Instructions for the task: Write out all of the lines below, exactly and completely.

[Records from a data collection]
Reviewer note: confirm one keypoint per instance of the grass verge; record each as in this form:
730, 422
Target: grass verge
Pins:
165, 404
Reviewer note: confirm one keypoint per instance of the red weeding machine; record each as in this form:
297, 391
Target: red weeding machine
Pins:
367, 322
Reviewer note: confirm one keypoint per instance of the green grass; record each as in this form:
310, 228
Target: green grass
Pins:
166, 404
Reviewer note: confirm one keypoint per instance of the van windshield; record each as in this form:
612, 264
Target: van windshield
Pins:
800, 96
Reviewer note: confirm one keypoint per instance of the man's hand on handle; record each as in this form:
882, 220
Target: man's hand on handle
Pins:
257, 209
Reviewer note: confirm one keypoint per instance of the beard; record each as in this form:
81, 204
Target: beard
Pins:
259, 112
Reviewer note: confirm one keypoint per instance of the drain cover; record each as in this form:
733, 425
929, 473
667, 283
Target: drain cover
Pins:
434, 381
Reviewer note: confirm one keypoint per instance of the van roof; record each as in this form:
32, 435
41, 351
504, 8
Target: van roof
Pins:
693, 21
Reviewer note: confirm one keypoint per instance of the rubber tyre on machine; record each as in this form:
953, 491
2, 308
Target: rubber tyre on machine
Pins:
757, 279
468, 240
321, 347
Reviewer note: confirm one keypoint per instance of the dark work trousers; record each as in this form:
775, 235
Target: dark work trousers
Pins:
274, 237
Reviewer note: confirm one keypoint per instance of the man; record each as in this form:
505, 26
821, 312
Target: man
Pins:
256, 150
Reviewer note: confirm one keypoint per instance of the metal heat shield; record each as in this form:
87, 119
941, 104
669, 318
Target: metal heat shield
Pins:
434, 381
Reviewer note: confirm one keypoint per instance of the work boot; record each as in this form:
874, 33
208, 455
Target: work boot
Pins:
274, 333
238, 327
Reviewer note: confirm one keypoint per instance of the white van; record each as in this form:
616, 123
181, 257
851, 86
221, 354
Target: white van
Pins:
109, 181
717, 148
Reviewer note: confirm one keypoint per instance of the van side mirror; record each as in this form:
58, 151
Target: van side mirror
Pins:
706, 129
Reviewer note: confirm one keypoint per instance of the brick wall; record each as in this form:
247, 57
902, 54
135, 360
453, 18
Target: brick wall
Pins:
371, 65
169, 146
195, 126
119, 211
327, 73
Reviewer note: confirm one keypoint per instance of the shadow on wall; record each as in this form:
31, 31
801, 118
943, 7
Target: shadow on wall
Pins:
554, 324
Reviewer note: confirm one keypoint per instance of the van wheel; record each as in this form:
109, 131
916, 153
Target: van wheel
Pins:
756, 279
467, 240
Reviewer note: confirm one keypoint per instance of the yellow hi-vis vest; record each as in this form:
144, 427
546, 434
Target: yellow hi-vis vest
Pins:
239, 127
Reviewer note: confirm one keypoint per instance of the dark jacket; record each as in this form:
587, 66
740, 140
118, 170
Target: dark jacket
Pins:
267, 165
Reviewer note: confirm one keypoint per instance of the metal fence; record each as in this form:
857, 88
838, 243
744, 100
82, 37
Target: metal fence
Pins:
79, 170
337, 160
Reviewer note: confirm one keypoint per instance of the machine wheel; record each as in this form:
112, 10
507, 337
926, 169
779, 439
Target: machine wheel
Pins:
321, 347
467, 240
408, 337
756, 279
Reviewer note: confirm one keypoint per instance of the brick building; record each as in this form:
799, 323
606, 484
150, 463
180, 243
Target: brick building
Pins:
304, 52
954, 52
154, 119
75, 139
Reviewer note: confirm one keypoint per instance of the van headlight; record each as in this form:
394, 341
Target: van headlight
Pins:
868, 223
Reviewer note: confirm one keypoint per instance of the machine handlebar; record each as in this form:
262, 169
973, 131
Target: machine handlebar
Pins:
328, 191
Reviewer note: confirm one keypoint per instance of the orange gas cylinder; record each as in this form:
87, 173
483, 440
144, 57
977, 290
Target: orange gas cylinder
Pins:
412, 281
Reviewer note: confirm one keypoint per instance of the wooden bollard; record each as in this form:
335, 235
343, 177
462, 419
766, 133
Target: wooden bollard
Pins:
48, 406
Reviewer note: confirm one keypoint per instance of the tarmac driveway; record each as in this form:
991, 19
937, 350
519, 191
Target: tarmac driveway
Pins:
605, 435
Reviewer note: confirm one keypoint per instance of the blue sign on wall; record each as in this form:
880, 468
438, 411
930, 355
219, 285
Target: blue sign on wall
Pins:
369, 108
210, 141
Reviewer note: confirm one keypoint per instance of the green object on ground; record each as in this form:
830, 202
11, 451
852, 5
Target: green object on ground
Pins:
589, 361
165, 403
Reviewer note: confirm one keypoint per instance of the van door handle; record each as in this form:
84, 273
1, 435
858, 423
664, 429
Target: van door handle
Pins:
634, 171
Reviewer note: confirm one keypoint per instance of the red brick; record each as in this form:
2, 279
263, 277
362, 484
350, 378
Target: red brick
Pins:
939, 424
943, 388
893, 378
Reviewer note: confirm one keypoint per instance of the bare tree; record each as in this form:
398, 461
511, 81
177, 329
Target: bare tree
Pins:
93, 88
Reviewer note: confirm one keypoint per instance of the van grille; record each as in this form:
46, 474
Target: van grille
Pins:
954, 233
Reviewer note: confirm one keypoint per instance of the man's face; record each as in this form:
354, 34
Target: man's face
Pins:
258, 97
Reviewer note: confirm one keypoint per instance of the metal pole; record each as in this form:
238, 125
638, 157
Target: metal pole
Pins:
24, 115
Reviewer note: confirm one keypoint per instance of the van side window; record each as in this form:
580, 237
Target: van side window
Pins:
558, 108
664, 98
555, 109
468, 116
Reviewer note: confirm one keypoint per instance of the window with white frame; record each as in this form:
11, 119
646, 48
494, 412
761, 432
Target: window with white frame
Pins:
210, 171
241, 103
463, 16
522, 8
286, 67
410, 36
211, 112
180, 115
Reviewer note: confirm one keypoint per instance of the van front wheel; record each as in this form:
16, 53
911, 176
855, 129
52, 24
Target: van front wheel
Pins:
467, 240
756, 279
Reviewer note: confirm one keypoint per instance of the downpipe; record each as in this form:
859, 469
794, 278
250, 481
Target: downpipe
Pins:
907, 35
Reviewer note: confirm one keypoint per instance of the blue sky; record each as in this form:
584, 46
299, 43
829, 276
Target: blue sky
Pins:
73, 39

Answer to the exercise:
Reviewer note: confirm one keypoint per instance of the grass verge; record each as in this form:
730, 422
Target: grass verge
Pins:
165, 404
Reviewer note: confirm one keypoint per instance of the red weeding machine; record each as in this form:
297, 391
Target: red weeding machine
Pins:
367, 322
Reviewer note: confirm one keypoint per instance of the green grass; record each as in this form:
310, 228
Target: green grass
Pins:
166, 404
Reviewer note: confirm one keypoint per instance of the van windshield; record each as in this form:
612, 264
Target: van windshield
Pins:
800, 96
Reviewer note: confirm one keypoint per instance of the man's hand on handle; record each as in this form:
882, 220
Target: man's hand on handle
Pins:
257, 209
Reviewer note: confirm one keypoint per instance of the beard; record each as in this form:
81, 204
Target: beard
Pins:
259, 112
Reviewer note: confirm one keypoint per instance of the drain cover; record each as in this form:
733, 425
929, 473
667, 283
Target: drain cover
Pins:
434, 381
Reviewer note: confirm one keypoint per instance of the van roof; record each as in this form:
32, 435
41, 351
504, 8
Target: van roof
Pins:
693, 21
Reviewer note: confirm one keypoint per instance of the rubber tyre on machine; record each as in this form:
953, 491
2, 308
Target: rubber tyre on machine
Pins:
757, 279
468, 240
321, 347
Reviewer note: confirm one keypoint per instance of the dark work trousers; record each as in this form:
775, 235
Target: dark work trousers
Pins:
274, 237
Reviewer note: confirm one keypoint per instance of the man; record each as in this form:
505, 26
821, 312
Target: man
Pins:
256, 150
Reviewer note: confirm one keypoint per instance of the metal heat shield; record each as in this form:
87, 119
941, 104
669, 318
Target: metal heat shield
Pins:
434, 381
Reviewer note: confirm one keypoint per instance of the work boot; record each as in this form:
874, 33
208, 455
Target: work boot
Pins:
274, 333
238, 327
Reviewer note: confirm one keypoint per instance of the white van; record each as in this form:
616, 123
181, 257
851, 86
221, 354
Target: white van
Pins:
109, 181
717, 148
Reviewer note: confirm one keypoint per instance of the van side mirror; record each as in this form:
58, 151
Target: van side mirror
Pins:
706, 129
Reviewer note: confirm one keypoint per instance of the brick wall; record each as in this form:
247, 57
902, 54
135, 360
453, 18
Target: brick wall
Pins:
371, 65
169, 146
195, 126
119, 211
327, 73
Reviewer note: confirm one keypoint per instance of the shadow on wall; record each as in this form:
31, 31
801, 118
943, 7
Target: shadow on wall
Pins:
554, 324
Reviewer note: confirm one keypoint per instance of the van wheel; record each as in this form:
109, 131
916, 153
Target: van wheel
Pins:
756, 279
467, 240
Reviewer note: confirm one keypoint per instance of the yellow hi-vis vest; record each as in this form:
144, 427
546, 434
Target: yellow hi-vis vest
Pins:
239, 127
Reviewer note: confirm one keypoint per instance of the dark jacket; record each as in this form:
587, 66
740, 140
118, 170
Target: dark jacket
Pins:
267, 165
Reviewer note: confirm one keypoint per instance of the metal fence; record each as in this form:
857, 88
838, 243
744, 100
82, 37
Target: metal fence
Pins:
79, 170
337, 160
Reviewer note: confirm one keypoint per instance of the machine wheel; record each as in this form:
112, 10
507, 337
926, 169
779, 439
Target: machine wheel
Pins:
321, 347
467, 240
408, 337
756, 279
Reviewer note: confirm one keypoint per instance of the brick building; record each as in this form:
799, 323
606, 484
150, 463
180, 243
Target: brick building
Pins:
304, 52
954, 52
154, 119
75, 139
Reviewer note: confirm one keypoint per instance of the van headlight; record each as in this form:
394, 341
Target: van headlight
Pins:
868, 223
Reviewer note: confirm one keypoint per instance of the machine handlebar; record each as in this form:
262, 169
973, 131
Target: machine handlebar
Pins:
328, 191
Reviewer note: confirm one keypoint per instance of the orange gas cylinder; record each as in this form:
87, 173
483, 440
144, 57
977, 290
Target: orange gas cylinder
Pins:
412, 281
Reviewer note: confirm one keypoint per instance of the wooden bollard; record each as in this form:
335, 235
343, 177
462, 419
766, 133
Target: wooden bollard
Pins:
48, 406
Reviewer note: confirm one keypoint per instance of the tarmac driveway; record each as in this form:
991, 19
937, 350
519, 191
Target: tarmac driveway
Pins:
605, 435
Reviewer note: confirm one keypoint per instance of the blue sign on wall; record each as in this form:
880, 468
438, 411
930, 355
219, 285
Target: blue sign on wall
Pins:
369, 108
210, 141
Reviewer note: confirm one keypoint per instance of the green object on ground; record each as in this form:
830, 202
11, 451
852, 5
Target: green object on ground
Pins:
589, 361
165, 403
Reviewer note: confirm one keypoint per instance of the van door handle; record each as in this form:
84, 273
1, 435
858, 423
664, 429
Target: van door handle
Pins:
634, 171
Reviewer note: confirm one keypoint per instance of the red brick; record each as in this form:
2, 279
263, 277
362, 484
350, 378
Target: red brick
Pins:
939, 424
943, 388
893, 378
Reviewer note: confirm one keypoint per instance of the bare tree; record each as in this form:
398, 461
511, 81
177, 329
Target: bare tree
Pins:
93, 88
Reviewer note: confirm one keypoint per instance of the van grille; record each as in this form:
46, 474
Target: van grille
Pins:
954, 233
Reviewer note: confirm one keypoint per instance of the man's face; record each as in this form:
354, 34
Target: man's face
Pins:
258, 97
Reviewer note: confirm one keypoint per instance of the metal pole; record each as in this form:
238, 125
638, 157
Target: metal pole
Pins:
24, 115
Reviewer note: confirm one keypoint per instance of the van side window; record each as in this form:
580, 237
Target: van side window
Pins:
558, 108
664, 98
555, 109
468, 116
Reviewer note: confirm one keypoint per instance of the window with white frame; record each as in this form:
11, 119
646, 48
494, 412
761, 432
Target: window with white frame
Pins:
210, 171
241, 103
463, 16
522, 8
286, 67
410, 36
211, 112
180, 115
Reviewer note: confirm one keypoint per instance of the van front wheel; record each as in this form:
16, 53
911, 176
855, 129
52, 24
Target: van front wheel
Pins:
467, 240
756, 279
Reviewer note: confirm one keypoint per instance of the downpipe; record each as in this form:
859, 469
794, 278
250, 481
Target: downpipe
Pins:
907, 35
Reviewer note: confirm one keypoint per instance of the blue sky; record each as in this form:
584, 46
299, 43
829, 276
Target: blue sky
Pins:
73, 39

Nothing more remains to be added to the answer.